Direction
Copy the listing, starting at the line that has "In this picture, where can the sidewalk" and stopping after the line that has "point(824, 601)". Swap "gothic pointed window" for "arched stone window" and keep everything else unchanged.

— Start of Available records —

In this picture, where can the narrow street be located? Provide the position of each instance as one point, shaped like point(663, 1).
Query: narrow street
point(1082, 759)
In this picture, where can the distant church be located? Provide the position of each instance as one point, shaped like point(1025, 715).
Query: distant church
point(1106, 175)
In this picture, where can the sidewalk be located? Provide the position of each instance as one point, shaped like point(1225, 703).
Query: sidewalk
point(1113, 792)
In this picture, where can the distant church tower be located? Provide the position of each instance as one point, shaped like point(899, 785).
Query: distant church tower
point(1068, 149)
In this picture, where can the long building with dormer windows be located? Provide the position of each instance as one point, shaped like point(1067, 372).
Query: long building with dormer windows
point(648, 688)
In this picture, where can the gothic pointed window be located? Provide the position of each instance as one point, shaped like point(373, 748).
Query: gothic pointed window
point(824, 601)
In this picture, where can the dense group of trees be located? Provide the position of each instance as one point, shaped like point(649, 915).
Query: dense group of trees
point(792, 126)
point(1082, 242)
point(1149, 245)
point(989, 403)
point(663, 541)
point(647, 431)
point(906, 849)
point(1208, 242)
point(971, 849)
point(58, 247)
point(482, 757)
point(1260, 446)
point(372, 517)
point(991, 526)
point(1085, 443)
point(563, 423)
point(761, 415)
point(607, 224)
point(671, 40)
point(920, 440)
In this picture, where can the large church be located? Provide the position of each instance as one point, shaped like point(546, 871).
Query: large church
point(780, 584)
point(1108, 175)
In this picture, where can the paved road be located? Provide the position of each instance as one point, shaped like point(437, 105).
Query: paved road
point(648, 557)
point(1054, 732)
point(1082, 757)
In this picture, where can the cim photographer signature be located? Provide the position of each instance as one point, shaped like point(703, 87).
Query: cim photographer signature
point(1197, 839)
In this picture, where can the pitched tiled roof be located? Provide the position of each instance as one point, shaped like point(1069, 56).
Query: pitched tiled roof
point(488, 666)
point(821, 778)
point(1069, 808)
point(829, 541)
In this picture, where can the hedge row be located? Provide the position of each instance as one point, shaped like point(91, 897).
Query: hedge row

— End of Available records —

Response to the task
In this picture, where can the sidewalk be located? Provide the position of each instance as one point, shaped like point(1225, 703).
Query: sidewalk
point(1113, 792)
In this picture, where can the distant church tower be located? Provide the position of each instance as one point, shaped like point(899, 785).
Query: distant church tower
point(1068, 149)
In this picture, where can the long building with dormer windows be located? Provide the position of each instance as one point, shaped like point(1067, 372).
Query: long building with dormer windows
point(648, 688)
In this picture, where can the arched stone window be located? Provide the position of each instance as one point, shaped like point(373, 748).
Query: arched stone window
point(824, 601)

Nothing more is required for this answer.